Recast the items from the beginning through the line containing "[52, 277, 272, 412]", inclusive, as a JSON list of strings with one string per line, omitting any blank lines.

=======

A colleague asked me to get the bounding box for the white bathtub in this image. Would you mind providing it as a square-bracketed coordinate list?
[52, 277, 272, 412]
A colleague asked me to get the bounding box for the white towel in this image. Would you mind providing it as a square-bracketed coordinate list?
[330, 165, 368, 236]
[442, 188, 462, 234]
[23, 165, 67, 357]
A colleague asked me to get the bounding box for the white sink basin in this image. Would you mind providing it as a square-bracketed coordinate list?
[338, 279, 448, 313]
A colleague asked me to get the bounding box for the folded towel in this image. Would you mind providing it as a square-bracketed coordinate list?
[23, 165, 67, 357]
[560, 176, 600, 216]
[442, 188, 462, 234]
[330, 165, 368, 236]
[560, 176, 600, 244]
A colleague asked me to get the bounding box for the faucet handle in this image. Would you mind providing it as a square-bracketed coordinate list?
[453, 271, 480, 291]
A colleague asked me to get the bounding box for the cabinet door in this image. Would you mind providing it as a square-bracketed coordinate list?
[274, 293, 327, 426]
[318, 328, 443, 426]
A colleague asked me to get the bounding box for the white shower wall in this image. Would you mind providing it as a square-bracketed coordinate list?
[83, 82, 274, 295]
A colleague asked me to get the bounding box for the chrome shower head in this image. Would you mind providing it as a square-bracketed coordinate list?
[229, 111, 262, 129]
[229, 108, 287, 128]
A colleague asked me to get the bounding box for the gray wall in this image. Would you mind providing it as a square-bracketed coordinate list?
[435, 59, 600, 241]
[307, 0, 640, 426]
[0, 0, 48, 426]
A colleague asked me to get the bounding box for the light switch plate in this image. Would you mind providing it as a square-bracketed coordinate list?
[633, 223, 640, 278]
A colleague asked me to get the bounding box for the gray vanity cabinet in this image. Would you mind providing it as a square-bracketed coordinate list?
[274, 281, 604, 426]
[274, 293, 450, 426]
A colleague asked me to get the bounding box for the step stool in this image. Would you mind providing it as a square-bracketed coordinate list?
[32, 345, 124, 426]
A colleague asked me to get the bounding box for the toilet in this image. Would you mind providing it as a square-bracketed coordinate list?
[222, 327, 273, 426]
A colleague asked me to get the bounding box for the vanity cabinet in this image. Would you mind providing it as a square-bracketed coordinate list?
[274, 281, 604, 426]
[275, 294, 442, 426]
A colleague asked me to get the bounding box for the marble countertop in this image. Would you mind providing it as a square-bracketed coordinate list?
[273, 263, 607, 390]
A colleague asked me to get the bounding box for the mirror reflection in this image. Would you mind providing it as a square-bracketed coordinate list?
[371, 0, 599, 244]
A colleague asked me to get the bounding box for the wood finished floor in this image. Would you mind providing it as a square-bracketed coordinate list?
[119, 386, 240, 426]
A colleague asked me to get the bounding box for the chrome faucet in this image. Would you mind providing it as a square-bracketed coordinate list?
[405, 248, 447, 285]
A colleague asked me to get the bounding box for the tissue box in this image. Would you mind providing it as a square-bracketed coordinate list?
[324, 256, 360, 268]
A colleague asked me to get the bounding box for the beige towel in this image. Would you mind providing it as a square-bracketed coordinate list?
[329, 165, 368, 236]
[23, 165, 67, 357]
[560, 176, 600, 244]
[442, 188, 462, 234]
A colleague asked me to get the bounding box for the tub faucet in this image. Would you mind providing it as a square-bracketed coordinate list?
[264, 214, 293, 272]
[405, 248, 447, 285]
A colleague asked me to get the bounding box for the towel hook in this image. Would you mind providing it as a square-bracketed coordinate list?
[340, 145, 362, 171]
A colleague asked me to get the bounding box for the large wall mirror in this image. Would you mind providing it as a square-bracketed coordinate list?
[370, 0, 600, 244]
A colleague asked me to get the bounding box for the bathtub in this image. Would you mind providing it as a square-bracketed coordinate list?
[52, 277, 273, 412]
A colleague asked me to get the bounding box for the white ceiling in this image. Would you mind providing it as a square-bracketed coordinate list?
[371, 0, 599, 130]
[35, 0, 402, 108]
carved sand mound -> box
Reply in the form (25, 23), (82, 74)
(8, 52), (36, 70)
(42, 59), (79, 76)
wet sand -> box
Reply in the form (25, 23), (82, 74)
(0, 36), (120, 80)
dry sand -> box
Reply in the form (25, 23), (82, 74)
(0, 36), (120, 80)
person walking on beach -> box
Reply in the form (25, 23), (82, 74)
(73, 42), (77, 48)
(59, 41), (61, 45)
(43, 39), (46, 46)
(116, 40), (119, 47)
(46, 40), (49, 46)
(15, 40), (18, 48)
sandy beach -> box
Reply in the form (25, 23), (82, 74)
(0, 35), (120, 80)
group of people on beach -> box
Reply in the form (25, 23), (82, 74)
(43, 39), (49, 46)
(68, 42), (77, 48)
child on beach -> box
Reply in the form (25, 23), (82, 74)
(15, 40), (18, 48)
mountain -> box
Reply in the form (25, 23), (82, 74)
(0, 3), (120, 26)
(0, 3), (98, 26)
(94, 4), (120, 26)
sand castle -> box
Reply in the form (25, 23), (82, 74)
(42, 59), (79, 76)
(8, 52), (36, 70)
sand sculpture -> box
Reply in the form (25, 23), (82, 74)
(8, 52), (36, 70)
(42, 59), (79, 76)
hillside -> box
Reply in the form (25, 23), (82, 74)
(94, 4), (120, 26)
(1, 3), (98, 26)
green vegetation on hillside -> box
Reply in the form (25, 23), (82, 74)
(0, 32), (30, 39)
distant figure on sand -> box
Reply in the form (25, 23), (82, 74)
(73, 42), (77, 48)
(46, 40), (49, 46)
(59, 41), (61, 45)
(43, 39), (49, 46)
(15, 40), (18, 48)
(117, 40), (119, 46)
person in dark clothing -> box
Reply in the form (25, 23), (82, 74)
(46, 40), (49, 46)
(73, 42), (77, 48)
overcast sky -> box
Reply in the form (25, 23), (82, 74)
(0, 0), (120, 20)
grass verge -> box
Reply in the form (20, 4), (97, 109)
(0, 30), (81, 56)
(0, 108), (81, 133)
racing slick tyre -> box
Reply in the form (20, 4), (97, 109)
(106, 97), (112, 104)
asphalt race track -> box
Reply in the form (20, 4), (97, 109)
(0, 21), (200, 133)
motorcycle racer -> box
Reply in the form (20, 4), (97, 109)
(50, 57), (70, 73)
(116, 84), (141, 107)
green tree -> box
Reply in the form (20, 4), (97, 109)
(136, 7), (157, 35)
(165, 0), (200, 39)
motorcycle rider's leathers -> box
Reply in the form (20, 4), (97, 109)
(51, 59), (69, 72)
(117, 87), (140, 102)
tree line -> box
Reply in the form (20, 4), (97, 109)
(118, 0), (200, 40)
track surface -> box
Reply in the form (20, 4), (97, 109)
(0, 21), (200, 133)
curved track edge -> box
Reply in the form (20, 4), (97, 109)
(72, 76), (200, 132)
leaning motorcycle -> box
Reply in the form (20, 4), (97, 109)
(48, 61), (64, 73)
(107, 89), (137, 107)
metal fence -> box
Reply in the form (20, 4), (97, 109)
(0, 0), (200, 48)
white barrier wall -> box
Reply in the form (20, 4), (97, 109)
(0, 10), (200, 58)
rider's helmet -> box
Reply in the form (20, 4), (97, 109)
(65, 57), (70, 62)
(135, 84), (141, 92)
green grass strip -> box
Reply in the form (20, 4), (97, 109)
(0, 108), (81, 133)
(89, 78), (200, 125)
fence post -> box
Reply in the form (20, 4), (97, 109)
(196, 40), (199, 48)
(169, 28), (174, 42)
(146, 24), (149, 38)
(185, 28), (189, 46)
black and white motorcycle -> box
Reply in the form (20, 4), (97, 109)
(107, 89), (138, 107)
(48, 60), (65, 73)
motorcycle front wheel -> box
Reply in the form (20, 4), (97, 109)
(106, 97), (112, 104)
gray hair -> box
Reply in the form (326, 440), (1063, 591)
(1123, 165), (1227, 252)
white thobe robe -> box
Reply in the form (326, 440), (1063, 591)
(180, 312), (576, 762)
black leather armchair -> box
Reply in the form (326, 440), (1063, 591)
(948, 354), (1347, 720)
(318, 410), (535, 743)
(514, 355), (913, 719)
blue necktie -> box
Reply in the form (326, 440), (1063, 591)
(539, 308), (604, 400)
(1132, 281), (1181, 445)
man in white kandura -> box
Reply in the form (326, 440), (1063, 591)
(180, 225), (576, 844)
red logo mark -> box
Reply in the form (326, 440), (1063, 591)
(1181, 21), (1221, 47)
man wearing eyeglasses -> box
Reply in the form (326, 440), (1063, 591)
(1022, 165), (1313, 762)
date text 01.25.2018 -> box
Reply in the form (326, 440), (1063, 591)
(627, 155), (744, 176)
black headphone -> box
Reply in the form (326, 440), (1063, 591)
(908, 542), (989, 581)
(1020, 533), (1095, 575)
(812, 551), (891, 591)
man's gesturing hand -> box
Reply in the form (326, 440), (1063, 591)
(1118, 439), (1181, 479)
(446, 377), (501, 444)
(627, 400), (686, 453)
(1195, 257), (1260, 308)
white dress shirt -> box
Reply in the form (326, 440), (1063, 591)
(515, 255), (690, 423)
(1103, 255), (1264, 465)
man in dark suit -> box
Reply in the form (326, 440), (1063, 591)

=======

» **RESULT**
[
  "A colleague asked me to get the bounding box for the white bathtub in this image. Would you mind providing it as a square-bracketed coordinate list?",
  "[52, 277, 272, 412]"
]